▸ **GIVEN TASK**
Write out each line of the material again, word for word.

▸ **MATERIAL PROVIDED**
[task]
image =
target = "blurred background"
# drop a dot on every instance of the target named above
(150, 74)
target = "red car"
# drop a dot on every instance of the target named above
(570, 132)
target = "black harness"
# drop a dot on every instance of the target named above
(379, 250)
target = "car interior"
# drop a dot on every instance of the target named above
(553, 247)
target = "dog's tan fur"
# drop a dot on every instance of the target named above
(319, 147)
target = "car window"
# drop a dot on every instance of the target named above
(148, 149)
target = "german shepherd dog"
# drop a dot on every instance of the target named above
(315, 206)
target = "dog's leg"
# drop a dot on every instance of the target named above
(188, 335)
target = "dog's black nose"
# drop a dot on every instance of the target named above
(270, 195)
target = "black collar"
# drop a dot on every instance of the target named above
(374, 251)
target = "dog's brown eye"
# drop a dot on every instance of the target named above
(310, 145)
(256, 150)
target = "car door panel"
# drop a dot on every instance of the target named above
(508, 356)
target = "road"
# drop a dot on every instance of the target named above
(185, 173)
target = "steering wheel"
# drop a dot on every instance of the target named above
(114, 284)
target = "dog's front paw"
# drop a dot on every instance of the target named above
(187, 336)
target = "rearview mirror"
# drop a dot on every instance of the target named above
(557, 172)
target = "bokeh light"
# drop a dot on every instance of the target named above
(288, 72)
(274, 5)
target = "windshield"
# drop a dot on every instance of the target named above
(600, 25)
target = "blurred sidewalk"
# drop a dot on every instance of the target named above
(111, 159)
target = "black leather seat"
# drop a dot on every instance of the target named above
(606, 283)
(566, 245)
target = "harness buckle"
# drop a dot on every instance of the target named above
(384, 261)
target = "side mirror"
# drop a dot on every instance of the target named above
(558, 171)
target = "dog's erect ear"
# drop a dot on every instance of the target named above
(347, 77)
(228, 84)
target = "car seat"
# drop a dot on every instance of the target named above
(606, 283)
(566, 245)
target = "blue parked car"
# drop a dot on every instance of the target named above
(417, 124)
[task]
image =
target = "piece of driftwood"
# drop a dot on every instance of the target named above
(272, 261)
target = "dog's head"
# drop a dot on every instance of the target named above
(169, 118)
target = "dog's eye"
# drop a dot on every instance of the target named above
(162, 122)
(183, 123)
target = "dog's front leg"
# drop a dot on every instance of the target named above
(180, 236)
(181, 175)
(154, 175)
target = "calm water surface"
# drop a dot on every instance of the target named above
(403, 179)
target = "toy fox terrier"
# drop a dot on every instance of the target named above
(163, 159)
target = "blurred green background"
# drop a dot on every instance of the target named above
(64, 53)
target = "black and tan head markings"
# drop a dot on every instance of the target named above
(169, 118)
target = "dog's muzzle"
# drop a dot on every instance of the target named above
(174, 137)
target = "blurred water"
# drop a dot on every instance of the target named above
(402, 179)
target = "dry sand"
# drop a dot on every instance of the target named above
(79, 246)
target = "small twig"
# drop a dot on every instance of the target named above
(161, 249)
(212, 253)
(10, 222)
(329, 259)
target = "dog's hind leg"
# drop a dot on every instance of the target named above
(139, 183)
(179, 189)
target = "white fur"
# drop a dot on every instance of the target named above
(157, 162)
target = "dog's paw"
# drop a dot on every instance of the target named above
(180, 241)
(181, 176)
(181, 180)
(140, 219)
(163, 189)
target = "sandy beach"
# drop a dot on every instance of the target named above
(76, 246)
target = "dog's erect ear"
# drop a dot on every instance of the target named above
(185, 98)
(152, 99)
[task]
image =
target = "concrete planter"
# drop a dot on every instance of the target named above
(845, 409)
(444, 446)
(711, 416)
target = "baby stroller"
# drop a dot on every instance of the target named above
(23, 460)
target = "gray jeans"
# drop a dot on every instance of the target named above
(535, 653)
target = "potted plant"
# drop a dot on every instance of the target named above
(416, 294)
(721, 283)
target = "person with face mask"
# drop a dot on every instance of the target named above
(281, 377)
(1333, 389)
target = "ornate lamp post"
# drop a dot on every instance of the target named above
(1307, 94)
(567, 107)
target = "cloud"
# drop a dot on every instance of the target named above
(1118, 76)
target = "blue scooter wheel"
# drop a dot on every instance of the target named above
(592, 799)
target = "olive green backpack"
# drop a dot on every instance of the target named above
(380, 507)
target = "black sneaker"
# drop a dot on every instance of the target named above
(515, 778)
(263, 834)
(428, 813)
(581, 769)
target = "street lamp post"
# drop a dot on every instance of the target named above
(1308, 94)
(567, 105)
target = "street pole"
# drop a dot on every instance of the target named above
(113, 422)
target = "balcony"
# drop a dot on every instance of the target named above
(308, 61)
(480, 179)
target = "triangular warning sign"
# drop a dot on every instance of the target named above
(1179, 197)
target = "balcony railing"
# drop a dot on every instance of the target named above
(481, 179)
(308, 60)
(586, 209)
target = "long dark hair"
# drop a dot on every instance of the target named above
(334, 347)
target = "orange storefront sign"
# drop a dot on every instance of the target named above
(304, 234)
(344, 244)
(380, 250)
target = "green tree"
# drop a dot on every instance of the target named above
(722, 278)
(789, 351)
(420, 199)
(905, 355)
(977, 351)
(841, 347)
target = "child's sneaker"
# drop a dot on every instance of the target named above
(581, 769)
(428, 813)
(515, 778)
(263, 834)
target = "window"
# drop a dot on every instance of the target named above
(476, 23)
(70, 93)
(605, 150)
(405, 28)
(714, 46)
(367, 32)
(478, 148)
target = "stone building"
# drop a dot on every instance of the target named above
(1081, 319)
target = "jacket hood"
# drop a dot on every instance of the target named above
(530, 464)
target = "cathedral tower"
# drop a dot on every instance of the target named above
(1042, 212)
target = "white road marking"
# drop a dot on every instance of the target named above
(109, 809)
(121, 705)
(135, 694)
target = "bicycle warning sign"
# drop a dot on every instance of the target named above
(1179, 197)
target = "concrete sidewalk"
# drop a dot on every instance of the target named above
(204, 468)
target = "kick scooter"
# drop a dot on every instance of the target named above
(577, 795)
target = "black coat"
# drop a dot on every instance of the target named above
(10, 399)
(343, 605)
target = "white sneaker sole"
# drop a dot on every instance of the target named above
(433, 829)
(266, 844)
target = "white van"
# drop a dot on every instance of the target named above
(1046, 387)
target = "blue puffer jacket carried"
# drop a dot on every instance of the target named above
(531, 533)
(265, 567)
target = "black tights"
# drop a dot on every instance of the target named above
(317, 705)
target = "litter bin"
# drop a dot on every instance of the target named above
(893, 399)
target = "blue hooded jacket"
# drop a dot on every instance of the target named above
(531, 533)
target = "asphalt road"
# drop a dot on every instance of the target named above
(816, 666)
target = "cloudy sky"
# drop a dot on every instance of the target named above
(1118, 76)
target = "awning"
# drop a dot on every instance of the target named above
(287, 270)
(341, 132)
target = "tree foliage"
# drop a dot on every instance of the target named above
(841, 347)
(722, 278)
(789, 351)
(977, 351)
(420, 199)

▸ **EXERCISE ANSWER**
[task]
image =
target = "blurred background"
# drop a dot on every instance of the target named above
(150, 74)
target = "red car"
# drop a dot on every instance of the target named above
(570, 132)
target = "black harness"
# drop a dot on every instance of the target named above
(379, 250)
target = "car interior"
# drop a dot on every instance of the target named above
(553, 247)
target = "dog's tan fur"
# drop a dot on every instance of the target named above
(319, 147)
target = "car window"
# drop a dot on every instance of the target named above
(148, 149)
target = "german shepherd dog"
# drop a dot on every instance of the target named above
(315, 206)
target = "dog's leg"
# drop a dot on every instance of the target named above
(188, 335)
target = "dog's black nose"
# drop a dot on every instance of the target named above
(270, 195)
target = "black collar"
# drop a dot on every instance of the target named above
(374, 251)
target = "dog's brown eye"
# drop a dot on every instance of the target named above
(310, 145)
(256, 150)
target = "car door panel"
# drop a dot on every instance of the target named above
(508, 356)
target = "road"
# drop a dot on every instance of the target named above
(185, 173)
target = "steering wheel"
# drop a dot on every instance of the target named above
(114, 284)
target = "dog's front paw"
# drop a dot on every instance of the target named above
(187, 336)
target = "rearview mirror"
# drop a dot on every instance of the target named above
(557, 172)
target = "bokeh light"
# drop a dot on every instance of the target named above
(288, 72)
(274, 5)
target = "windshield"
# drop a dot on every instance of the target named above
(600, 25)
target = "blurred sidewalk"
# drop a dot on every instance of the target named above
(111, 159)
target = "black leather seat"
# drop a dot on every instance of the target named above
(606, 283)
(566, 245)
target = "harness buckle"
# drop a dot on every instance of the target named above
(384, 261)
target = "side mirror"
# drop a dot on every instance of the target named above
(558, 171)
target = "dog's erect ear"
# drop a dot on every instance of the target named above
(347, 77)
(228, 84)
target = "car seat"
# drop a dot on every instance of the target named above
(606, 283)
(566, 245)
target = "blue parked car"
# drop a dot on every instance of the target named above
(417, 124)
[task]
image =
target = "piece of driftwood"
# drop a dot on every instance of the target named above
(272, 261)
target = "dog's head"
# drop a dot on every instance of the target named above
(169, 118)
target = "dog's eye"
# drop a dot on every instance of the target named above
(162, 122)
(183, 123)
target = "dog's front leg"
# drop a dot on every instance of the target named above
(180, 236)
(181, 175)
(154, 175)
target = "calm water surface"
# drop a dot on every instance of the target named above
(403, 179)
target = "toy fox terrier"
# drop a dot on every instance of the target named above
(163, 159)
target = "blurred green background"
# drop a dot on every instance of the target named above
(64, 53)
target = "black and tan head markings"
# drop a dot on every instance of the target named above
(169, 118)
target = "dog's muzzle"
# drop a dot on every instance of the target named above
(174, 137)
target = "blurred water"
# drop a dot on every instance of the target named above
(402, 179)
target = "dry sand"
# drop a dot on every instance of the target named above
(79, 246)
target = "small twig"
# drop a dot on every instance of the target named above
(161, 249)
(212, 253)
(10, 222)
(329, 259)
target = "dog's hind leg"
# drop a dot on every instance of the target named above
(139, 183)
(179, 189)
target = "white fur"
# drop a dot on every instance of the target named above
(157, 162)
target = "dog's paw"
# drop a dot on every instance of the target named above
(180, 241)
(181, 176)
(181, 180)
(140, 219)
(163, 189)
target = "sandy beach"
# drop a dot on every instance of the target named above
(76, 246)
target = "dog's erect ear"
# drop a dot on every instance of the target named above
(185, 98)
(152, 99)
[task]
image =
target = "concrete planter"
# drop a dot on every instance of the target named above
(845, 409)
(444, 446)
(711, 416)
target = "baby stroller"
# drop a dot on every instance of the target named above
(23, 460)
target = "gray jeans"
# drop a dot on every instance of the target named above
(535, 653)
target = "potted plant"
# drop a dot on every instance of the target named above
(416, 294)
(721, 283)
target = "person with face mask"
# drop a dot on every instance of the target named above
(281, 377)
(1333, 389)
target = "ornate lamp post"
# drop a dot on every instance of the target named above
(1307, 94)
(567, 107)
target = "cloud"
# drop a dot on every instance of the target named above
(1118, 76)
target = "blue scooter wheel"
# drop a dot on every instance of the target named above
(592, 799)
target = "olive green backpack"
# drop a dot on every instance of the target named above
(380, 507)
target = "black sneaker"
# drop a dot on every instance of the target named above
(515, 778)
(263, 834)
(428, 813)
(581, 769)
target = "street lamp post"
# drop a dot on every instance of the target named above
(1308, 94)
(567, 105)
target = "street pole"
# drop a dot on every instance of the target named above
(113, 422)
target = "balcony"
# drop a dot on every instance of the target named above
(308, 61)
(480, 179)
target = "triangular warning sign"
# drop a dot on every instance of the target named above
(1179, 197)
target = "balcony railing"
# drop a dot on every instance of the target named above
(481, 179)
(308, 60)
(586, 209)
target = "long dark hair"
# drop a dot on every instance of the target named above
(334, 347)
target = "orange storefront sign"
# drop a dot on every instance of the target named above
(304, 234)
(344, 244)
(380, 250)
target = "green tree"
# drop a dot on every instance of the target named above
(722, 278)
(789, 351)
(420, 199)
(905, 355)
(977, 351)
(841, 347)
target = "child's sneaker"
# drop a dot on every instance of the target named above
(581, 769)
(428, 813)
(515, 778)
(263, 834)
target = "window"
# drop a dot on every instance of the target named above
(476, 23)
(70, 93)
(605, 150)
(405, 28)
(714, 46)
(367, 32)
(478, 148)
target = "stone building"
# drop a dot on every instance of the target named above
(1081, 319)
target = "jacket hood"
# drop a dot on every instance of the target named above
(530, 464)
target = "cathedral tower"
# drop a dot on every instance of the target named above
(1042, 212)
target = "white road marking"
# drop a dot on every instance of the target named above
(109, 809)
(121, 705)
(135, 694)
target = "bicycle warning sign"
# drop a dot on every instance of the target named above
(1179, 197)
target = "concrete sidewalk"
# drop a dot on every instance of the target named above
(204, 468)
target = "kick scooter"
# drop a dot on every instance of the target named above
(577, 795)
target = "black coat"
# drop a dot on every instance of the target named above
(10, 399)
(343, 605)
target = "white sneaker sole"
# drop a dot on every instance of the target named above
(433, 829)
(266, 844)
target = "white van"
# drop a dot on every instance of the target named above
(1046, 387)
target = "blue puffer jacket carried"
# drop a dot on every instance of the target named above
(531, 533)
(265, 567)
target = "black tights"
# drop a dot on every instance of the target named above
(317, 705)
target = "litter bin"
# drop a dot on every instance of the target named above
(893, 399)
target = "blue hooded jacket"
# drop a dot on every instance of the target named above
(531, 533)
target = "asphalt road"
# drop a dot on every instance of the target named above
(816, 666)
target = "cloudy sky"
# drop a dot on every instance of the target named above
(1118, 76)
target = "awning"
# drop a dot on every instance of the target named above
(287, 270)
(341, 132)
target = "tree foliage"
# drop a dot on every instance of the target named above
(841, 347)
(722, 278)
(789, 351)
(977, 351)
(420, 199)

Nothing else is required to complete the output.